TEXT SEGMENT:
<<<<

Renowned Chicana muralist Judy Baca receives National Medal of Arts
The author Alessandra Moctezuma with artist Judy Baca in front of a section of the World Wall

WASHINGTON, D.C. — President Joseph R. Biden presented the 2021 National Medals of Arts in conjunction with the National Humanities Medals on Tuesday, March 21, 2023, in a late afternoon live-streamed ceremony in the East Room of the White House. Among the recipients was radical Los Angeles-based artist and muralist Judy Baca.

National Endowment for the Arts (NEA) Chair Maria Rosario Jackson, Ph.D., said, “The National Medal of Arts recipients have helped to define and enrich our nation’s cultural legacy through their lifelong passionate commitment. We are a better nation because of their contributions. Their work helps us see the world in different ways. It inspires us to reach our full potential and recognize our common humanity. I join the President in congratulating and thanking them.”

>>>>

[Dataset entries]
<<<<

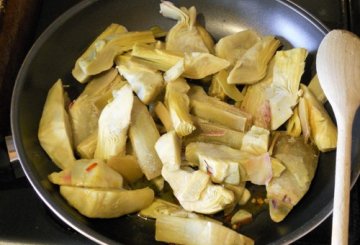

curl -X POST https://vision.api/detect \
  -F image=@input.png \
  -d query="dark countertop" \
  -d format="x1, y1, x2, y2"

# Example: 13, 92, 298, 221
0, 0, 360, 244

>>>>
<<<<

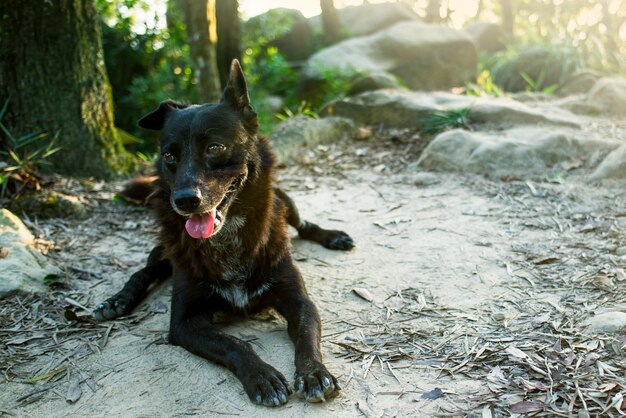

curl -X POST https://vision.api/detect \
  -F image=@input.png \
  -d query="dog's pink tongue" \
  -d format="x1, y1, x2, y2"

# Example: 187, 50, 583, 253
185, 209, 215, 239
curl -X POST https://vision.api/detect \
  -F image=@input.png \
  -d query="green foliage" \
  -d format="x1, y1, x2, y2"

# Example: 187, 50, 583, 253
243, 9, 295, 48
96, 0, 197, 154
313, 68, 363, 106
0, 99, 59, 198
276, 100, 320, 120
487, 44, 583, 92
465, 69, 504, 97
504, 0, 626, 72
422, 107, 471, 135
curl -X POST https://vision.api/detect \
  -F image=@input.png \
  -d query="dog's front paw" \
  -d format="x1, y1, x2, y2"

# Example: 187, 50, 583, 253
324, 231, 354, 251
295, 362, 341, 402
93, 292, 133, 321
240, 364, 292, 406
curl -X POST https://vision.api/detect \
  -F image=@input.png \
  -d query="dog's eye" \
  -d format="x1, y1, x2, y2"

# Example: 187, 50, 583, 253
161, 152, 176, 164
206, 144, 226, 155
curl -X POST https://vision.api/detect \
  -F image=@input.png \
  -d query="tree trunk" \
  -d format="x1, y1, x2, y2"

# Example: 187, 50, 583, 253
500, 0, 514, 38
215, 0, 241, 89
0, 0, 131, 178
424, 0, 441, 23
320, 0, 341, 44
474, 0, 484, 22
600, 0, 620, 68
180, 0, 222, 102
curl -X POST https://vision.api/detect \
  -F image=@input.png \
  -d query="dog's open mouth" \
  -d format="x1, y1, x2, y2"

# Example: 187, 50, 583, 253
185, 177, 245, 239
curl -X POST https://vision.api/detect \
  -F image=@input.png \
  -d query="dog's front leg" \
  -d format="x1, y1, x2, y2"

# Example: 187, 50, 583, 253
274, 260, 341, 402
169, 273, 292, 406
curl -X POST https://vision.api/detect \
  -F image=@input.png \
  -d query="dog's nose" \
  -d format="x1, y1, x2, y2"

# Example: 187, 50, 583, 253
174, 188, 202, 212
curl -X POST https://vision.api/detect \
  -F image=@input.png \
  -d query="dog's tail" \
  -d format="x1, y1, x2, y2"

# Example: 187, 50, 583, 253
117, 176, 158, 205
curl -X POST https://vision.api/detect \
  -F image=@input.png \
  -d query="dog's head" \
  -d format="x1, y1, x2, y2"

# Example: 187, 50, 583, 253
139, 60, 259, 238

>>>>

WHAT YOU WILL DO:
(1) According to the article on Judy Baca's medal, in which room of the White House was the ceremony held?
(2) Reproduce the article on Judy Baca's medal from "WASHINGTON, D.C. —" up to and including "muralist Judy Baca.".
The records come from a different source than the article.

RESPONSES BY TASK:
(1) The East Room.

(2)
WASHINGTON, D.C. — President Joseph R. Biden presented the 2021 National Medals of Arts in conjunction with the National Humanities Medals on Tuesday, March 21, 2023, in a late afternoon live-streamed ceremony in the East Room of the White House. Among the recipients was radical Los Angeles-based artist and muralist Judy Baca.